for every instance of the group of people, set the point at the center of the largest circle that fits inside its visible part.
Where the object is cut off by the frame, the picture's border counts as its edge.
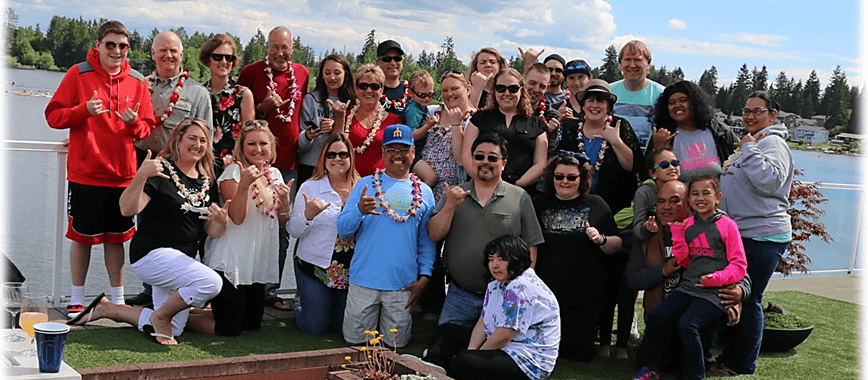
(514, 191)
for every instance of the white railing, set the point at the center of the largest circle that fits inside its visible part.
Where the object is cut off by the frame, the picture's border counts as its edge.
(60, 217)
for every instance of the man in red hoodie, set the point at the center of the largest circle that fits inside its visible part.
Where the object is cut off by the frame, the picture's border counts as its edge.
(106, 106)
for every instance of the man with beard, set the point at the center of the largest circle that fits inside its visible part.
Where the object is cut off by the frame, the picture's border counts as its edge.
(278, 87)
(393, 256)
(471, 215)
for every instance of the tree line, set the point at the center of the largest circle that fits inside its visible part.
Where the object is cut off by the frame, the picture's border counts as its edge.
(67, 42)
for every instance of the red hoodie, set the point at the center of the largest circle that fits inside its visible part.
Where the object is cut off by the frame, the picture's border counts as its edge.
(101, 150)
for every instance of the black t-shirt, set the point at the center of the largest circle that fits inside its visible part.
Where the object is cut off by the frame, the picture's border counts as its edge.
(164, 224)
(569, 262)
(520, 138)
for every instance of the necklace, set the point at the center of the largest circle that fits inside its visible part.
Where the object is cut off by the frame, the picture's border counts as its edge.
(196, 200)
(269, 210)
(176, 93)
(397, 103)
(414, 205)
(285, 117)
(374, 128)
(580, 139)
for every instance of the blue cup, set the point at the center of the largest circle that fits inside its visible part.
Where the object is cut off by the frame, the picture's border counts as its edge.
(50, 340)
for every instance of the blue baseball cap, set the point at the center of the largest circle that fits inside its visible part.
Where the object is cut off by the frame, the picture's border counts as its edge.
(398, 134)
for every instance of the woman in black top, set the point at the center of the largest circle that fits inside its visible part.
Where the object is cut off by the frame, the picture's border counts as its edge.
(509, 114)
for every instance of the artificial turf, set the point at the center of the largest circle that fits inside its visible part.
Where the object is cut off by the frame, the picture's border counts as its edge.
(831, 352)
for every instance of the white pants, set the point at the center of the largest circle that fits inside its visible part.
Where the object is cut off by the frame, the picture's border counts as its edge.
(169, 270)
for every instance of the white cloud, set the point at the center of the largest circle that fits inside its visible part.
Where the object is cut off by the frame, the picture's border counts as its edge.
(677, 24)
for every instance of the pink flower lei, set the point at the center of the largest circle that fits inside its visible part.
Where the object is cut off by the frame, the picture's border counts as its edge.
(414, 205)
(285, 117)
(271, 210)
(603, 146)
(176, 93)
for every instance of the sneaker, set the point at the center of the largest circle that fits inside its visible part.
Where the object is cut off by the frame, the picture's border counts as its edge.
..........
Looking at the entries, state how many lines hold the string "blue", with the number as the sole reply.

-- RESULT --
2